> EXERCISE SET:
a) Rewrite the blog entry's paragraph beginning "Bruce's own research sometimes gets quite technical" as a short bulleted list that keeps its main facts.
b) Using the blog entry, answer yes or no for each statement and quote the deciding words: (i) The writer presented after three presentations by outside collaborators. (ii) The writer felt calm during the presentation. (iii) Dave Richards spoke about a telephone-based guided self-help program for depression.

The remaining 19 – 36 % of the variance? Bruce didn’t say, but there may be additional client pre-therapy characteristics, such as problem chronicity or duration (as hypothesized by David Clarke in his attack on the new centre team’s most recent CORE analysis, Stiles et al., 2007) in the latest issue of Psychological Medicine). Most likely, the rest is “error”, or, as I have long suspected, mysterious, chaotic 10-way interaction effects, essentially indistinguishable from error.

Bruce’s own research sometimes gets quite technical, for example using multiple-level hierarchical modelling. This work makes me somewhat nervous, partly because I find it difficult to follow, but also because I have observed that the more complex the statistical methods used, the more assumptions are made and the harder it is explain the results to practitioners. I prefer as a matter of principle to use simpler statistics wherever possible; however, sometimes it is not possible…

After lunch it was the turn the turn of various outside collaborators of the centre, mostly “macro” folks, who talked about health economics and a large scale community psychology type intervention (Dave Richards on an evaluation of para-professional helpers delivering a telephone-based guided self-help program for depression). After three of these presentations, I felt a bit on foreign territory as I began my presentation, especially after Dave Richards’ remarks about not wanting to get lost in “minutiae”. Nevertheless, I launched into an updated version of my SPR-Wisconsin paper on Change Process Research genres (see Blog entry for 23 June 2007), building on Gill’s presentation from the morning. In the end, the presentation seemed to go over pretty well, although I was uncharacteristically nervous and given that it was near the end of a long day. Several people told me afterwards over tea that they appreciated my comments on problems with the poor quality of much of the qualitative research being produced today and the need for greater variety in qualitative research data collection and analysis methods.

Records from a data source:
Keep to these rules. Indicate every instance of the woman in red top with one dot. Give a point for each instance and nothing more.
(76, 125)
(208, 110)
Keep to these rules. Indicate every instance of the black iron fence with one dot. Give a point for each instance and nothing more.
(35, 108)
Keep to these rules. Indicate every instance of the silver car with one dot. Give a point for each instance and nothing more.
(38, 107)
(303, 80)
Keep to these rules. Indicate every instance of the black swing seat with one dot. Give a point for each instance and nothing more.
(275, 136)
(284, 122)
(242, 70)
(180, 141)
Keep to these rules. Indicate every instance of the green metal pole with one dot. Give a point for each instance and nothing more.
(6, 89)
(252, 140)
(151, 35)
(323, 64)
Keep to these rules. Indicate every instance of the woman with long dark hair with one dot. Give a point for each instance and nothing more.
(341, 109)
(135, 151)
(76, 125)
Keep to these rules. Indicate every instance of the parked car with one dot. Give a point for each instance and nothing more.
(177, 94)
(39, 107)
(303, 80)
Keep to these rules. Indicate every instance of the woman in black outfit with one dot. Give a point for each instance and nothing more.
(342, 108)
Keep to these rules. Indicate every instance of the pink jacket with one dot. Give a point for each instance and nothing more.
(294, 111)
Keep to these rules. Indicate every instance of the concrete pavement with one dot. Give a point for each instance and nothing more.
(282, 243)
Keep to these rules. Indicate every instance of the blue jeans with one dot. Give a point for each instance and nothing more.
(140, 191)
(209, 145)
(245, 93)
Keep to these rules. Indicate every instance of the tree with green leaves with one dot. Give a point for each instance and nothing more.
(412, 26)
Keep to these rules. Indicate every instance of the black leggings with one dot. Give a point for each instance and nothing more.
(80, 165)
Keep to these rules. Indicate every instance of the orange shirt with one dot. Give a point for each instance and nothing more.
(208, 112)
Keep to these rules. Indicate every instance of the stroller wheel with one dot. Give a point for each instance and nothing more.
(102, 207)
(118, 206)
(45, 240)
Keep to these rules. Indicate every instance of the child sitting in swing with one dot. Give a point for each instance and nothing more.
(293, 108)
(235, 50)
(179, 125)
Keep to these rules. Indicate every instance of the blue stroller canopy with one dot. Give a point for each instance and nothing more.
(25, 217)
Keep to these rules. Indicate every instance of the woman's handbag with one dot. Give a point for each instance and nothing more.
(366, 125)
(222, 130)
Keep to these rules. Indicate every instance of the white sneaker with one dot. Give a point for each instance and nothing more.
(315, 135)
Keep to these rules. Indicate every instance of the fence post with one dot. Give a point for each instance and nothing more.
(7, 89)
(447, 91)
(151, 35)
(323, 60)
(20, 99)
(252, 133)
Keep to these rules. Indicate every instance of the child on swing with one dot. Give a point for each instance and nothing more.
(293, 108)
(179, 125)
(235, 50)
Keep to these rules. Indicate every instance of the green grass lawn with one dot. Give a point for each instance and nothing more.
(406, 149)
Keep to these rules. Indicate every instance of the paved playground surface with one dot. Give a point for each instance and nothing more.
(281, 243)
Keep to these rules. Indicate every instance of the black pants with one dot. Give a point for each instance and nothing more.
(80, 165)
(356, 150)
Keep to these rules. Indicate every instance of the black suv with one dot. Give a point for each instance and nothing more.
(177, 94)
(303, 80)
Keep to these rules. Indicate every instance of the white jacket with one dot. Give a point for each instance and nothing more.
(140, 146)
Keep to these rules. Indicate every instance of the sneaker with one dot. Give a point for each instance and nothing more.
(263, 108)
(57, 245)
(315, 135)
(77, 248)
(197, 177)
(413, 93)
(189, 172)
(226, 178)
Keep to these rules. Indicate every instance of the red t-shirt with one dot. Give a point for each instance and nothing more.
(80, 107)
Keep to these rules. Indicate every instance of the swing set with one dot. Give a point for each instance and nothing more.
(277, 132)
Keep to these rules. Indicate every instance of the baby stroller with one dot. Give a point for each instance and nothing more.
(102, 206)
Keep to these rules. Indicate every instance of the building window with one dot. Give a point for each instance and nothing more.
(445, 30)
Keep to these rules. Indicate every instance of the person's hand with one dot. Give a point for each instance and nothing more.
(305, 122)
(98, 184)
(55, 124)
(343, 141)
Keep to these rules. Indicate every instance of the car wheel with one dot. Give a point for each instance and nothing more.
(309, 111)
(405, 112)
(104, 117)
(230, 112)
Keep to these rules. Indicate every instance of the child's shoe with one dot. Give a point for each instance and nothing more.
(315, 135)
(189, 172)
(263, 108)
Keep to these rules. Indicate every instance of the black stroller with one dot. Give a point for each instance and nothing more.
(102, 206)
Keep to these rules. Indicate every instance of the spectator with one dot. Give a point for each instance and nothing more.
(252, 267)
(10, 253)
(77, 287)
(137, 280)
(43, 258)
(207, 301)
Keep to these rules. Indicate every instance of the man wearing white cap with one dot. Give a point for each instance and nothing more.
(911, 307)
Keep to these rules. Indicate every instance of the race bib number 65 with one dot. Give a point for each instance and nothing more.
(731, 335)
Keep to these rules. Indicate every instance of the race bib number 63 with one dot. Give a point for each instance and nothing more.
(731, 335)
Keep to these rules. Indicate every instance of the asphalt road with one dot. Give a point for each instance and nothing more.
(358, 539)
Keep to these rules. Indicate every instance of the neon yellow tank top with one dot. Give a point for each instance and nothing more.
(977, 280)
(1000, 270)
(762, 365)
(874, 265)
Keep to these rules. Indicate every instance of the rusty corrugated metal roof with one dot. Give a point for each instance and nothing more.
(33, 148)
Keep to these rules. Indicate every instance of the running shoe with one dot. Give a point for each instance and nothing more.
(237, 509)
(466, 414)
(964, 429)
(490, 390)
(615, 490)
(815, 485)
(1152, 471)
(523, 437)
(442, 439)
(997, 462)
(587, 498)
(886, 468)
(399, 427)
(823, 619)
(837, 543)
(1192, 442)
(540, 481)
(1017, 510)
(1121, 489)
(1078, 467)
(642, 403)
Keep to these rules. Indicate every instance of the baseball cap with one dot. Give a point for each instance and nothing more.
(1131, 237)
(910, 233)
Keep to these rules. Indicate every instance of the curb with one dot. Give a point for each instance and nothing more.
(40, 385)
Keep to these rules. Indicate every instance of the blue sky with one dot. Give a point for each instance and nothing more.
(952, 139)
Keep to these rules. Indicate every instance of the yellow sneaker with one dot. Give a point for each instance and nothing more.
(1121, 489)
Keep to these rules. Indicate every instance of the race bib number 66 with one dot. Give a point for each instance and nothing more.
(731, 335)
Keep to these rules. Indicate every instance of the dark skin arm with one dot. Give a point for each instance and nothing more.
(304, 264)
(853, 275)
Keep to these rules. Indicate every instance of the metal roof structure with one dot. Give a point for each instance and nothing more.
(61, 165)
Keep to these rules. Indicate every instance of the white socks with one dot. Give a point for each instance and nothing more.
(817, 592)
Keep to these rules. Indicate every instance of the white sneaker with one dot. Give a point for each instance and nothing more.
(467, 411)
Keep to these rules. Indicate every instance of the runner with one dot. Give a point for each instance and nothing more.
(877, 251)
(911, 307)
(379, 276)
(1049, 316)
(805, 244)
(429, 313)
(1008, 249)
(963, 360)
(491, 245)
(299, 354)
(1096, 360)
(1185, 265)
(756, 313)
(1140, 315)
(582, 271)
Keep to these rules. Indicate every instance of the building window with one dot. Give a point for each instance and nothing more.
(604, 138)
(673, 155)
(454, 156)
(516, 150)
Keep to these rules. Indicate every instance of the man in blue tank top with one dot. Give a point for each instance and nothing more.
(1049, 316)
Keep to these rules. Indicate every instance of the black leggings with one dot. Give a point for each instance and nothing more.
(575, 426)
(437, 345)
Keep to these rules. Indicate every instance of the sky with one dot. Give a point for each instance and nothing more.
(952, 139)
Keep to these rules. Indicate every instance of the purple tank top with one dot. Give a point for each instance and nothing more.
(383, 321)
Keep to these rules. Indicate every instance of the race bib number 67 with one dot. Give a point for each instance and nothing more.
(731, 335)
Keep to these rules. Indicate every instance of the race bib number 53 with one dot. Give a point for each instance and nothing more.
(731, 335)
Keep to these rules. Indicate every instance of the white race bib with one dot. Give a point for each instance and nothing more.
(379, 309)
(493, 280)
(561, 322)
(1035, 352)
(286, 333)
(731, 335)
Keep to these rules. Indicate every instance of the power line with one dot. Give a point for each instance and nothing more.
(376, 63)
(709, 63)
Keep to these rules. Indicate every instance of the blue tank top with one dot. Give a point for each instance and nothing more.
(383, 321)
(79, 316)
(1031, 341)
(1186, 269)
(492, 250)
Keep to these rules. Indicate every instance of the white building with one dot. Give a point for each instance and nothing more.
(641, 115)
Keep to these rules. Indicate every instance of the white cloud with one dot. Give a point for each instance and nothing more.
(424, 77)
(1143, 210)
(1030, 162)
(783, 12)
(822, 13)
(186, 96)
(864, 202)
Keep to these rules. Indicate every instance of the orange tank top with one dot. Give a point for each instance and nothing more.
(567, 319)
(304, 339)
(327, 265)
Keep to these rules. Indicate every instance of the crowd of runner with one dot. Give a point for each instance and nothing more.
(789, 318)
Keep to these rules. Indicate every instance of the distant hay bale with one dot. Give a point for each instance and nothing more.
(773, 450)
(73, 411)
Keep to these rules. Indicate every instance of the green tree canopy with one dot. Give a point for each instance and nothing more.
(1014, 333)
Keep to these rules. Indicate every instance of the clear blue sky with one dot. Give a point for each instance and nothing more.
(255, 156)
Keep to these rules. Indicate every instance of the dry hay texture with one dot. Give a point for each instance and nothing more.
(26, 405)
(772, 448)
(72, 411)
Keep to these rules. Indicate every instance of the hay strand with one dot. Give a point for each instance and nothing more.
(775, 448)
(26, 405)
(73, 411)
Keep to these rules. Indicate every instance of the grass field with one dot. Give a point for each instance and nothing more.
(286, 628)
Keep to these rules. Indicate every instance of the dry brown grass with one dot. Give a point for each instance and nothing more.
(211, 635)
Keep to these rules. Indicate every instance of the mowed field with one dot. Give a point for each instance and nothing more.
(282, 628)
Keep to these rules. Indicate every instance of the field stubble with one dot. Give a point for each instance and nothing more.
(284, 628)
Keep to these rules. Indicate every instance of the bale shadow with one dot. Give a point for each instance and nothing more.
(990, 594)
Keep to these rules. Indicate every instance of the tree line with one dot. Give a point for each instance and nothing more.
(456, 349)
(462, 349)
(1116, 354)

> PER-TASK OUTPUTS:
a)
- Bruce's research sometimes gets quite technical, such as his use of multiple-level hierarchical modelling.
- This work makes the writer somewhat nervous because it is difficult to follow.
- The writer has also observed that more complex statistical methods involve more assumptions and produce results that are harder to explain to practitioners.
- On principle, the writer prefers simpler statistics wherever possible, although this is sometimes not possible.

b)
(i) Yes: "After three of these presentations, I felt a bit on foreign territory as I began my presentation"
(ii) No: "I was uncharacteristically nervous"
(iii) Yes: "Dave Richards on an evaluation of para-professional helpers delivering a telephone-based guided self-help program for depression"